--- Text ---

Really? We're requiring OGC API clients to de-CURIE all relation-type URIs while navigating through links? I don't even think that's legal. Section 2,2 of the CURIE specification (https://www.w3.org/TR/curie/) states:
CURIEs and SafeCURIEs map to IRIs, but neither a CURIE nor a
Safe_CURIE is an IRI or URI. Accordingly, CURIEs and Safe_CURIEs
MUST NOT be used as values for attributes or other content that are
specified to contain only URIs, IRIs, URI-references, IRI-references,
etc.
The WebLinks specification (https://www.rfc-editor.org/rfc/rfc8288.txt) states:
Applications that don't wish to register a relation type can use an
extension relation type, which is a URI [RFC3986] that uniquely
identifies the relation type.
This clearly states that extension relation types must be URIs (which CURIEs are not). It goes on to say:
When extension relation types are compared, they MUST be compared as
strings (after converting to URIs if serialised in a different
format) in a case-insensitive fashion, character by character.
Because of this, all-lowercase URIs SHOULD be used for extension
relations.
And this makes sense. Any form of comparison that's more complex than an exact string match would be doomed to failure, since it would put too much of a burden on client implementations and very few would do it right.
And I don't think that the "after converting to URIs if serialised in a different format" clause saves us. These links aren't being serialized in a different format. They're coming right from the standard JSON and XML representations of a web link.

--- Recorded information ---

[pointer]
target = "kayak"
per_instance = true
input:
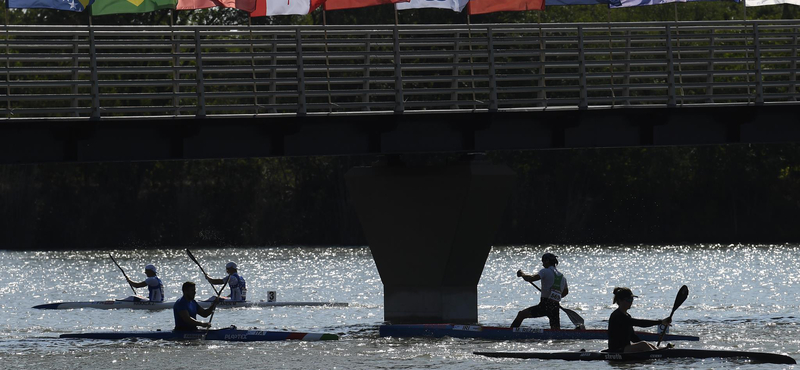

---

Exercise set -
a) Answer these questions from the CURIE comment:
(i) According to the WebLinks specification, what is an extension relation type?
(ii) How must extension relation types be compared?
(iii) Where does the comment say the links come from?
b) Repeat the passage of the CURIE comment that begins at the words "Because of this, all-lowercase" and stops after "do it right.".
c) Please say whether each statement agrees with the CURIE comment, answering yes or no and quoting the words that decide it:
(i) The CURIE specification counts a CURIE as a URI.
(ii) The WebLinks specification recommends all-lowercase URIs for extension relations.
(iii) The comment says the links are being serialized in a different format.
Answer from the CURIE comment alone.

Exercise responses -
a)
(i) A URI that uniquely identifies the relation type.
(ii) As strings, in a case-insensitive fashion, character by character, after converting to URIs if serialised in a different format.
(iii) Right from the standard JSON and XML representations of a web link.

b)
Because of this, all-lowercase URIs SHOULD be used for extension
relations.
And this makes sense. Any form of comparison that's more complex than an exact string match would be doomed to failure, since it would put too much of a burden on client implementations and very few would do it right.

c)
(i) No: "neither a CURIE nor a Safe_CURIE is an IRI or URI."
(ii) Yes: "all-lowercase URIs SHOULD be used for extension relations."
(iii) No: "These links aren't being serialized in a different format."